- 753 Okunma
- 0 Yorum
- 0 Beğeni
BAHARIN BAHTI
Baharda baharı yaşamak var, çocuklar gibi koşmak var, kuşlar gibi uçmak var, tabiata karışmak var, ezgileri unutmak var ve her şeyi aşabilmek var, hepimizde bir kavuşma sevinci var. Bayram edercesine ailece kır pikniklerine gitme sevincimiz var. Baharın bahtına taht kurmak var. Sanki hayatın gözleri yeniden açılıyor. Çoğu kez inkâr ettiğin âlemin, o dirilişlerini gözlerinle görürsün. Sanki o büyük dirilişin ispatlayıcıları habercileri gibi. Anlayana, bilene, görene. Yoksa daha evvel ömrümüzden çok baharlar geçmişti.
Artık insanların kışlık giyecek ve yakacak dertleri kalmamış kuru, meyvesiz yapraksız kuru ağaçlar ve dıraz topraklar geride kalmış, baharın ışıltılarıyla, toprak güneşle kucaklaşarak gülücükler saçmaya başlamış. Ne olur gülücükler dağıtan o hayata sizde sevinçle bir bakınız, içinizdeki hasetleri atınız. Gönlünüze bir fidan dikiniz ve onun dallarına ve zümrüt çimenlerine bakarken gözleriniz pırıl, pırıl olacaktır. Her sabah kalktığınızda, o güzelim havanın iştahını alacaksınız. Her gün yeni bir güzellik yeni bir güzel koku ve yeni bir renk bulacaksınız. Kuşlar sanki sevinçlerinden ağaç dallarında konserlerini veriyorlar. Bu ne ihsandır bu ne ikramdır. Bazen düşünüyorum da ya hiç bahar gelmeseydi ya hep böyle kışta kalsaydık ne olurdu halimiz. Öyle ise kavuştuğumuz bu büyük ikram sofrasına bizimde bir ikramımız olsun diyorsanız önce şöyle bir ufuklara bakınız ve üzerinde durduğumuz, bize hizmetçilik yapan bu toprağa bir hizmette biz yapalım. Bir tarla ekelim veya bir bilene yardım edelim, bir ağaç dikelim, bir gül dikelim onudamı yapamıyorsun hiç değilse toprağa bir tohum atınız, o nokta kadar tohum dahi size karşılığını verecektir ve sizi sevindirecektir.

**Amaç:**
Aşağıdaki ifadelerin yukarıdaki bahar yazısıyla uyuşup uyuşmadığını belirtin; her biri için evet ya da hayır deyip kararı veren sözleri yazıdan aynen alıntılayın.
1. Kuşlar, ağaç dallarında konser veriyormuş gibi anlatılır.
2. Yazıya göre insanların kışlık giyecek ve yakacak dertleri hâlâ sürmektedir.
3. Yazı, daha fazlasını yapamayanlara hiç değilse toprağa bir tohum atmalarını önerir.

**Verilen liste:**
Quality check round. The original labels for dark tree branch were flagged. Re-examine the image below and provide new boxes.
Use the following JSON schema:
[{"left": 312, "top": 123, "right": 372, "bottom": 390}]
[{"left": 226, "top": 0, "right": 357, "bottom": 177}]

**Tam cevap:**
1. Evet: "Kuşlar sanki sevinçlerinden ağaç dallarında konserlerini veriyorlar."
2. Hayır: "Artık insanların kışlık giyecek ve yakacak dertleri kalmamış"
3. Evet: "hiç değilse toprağa bir tohum atınız"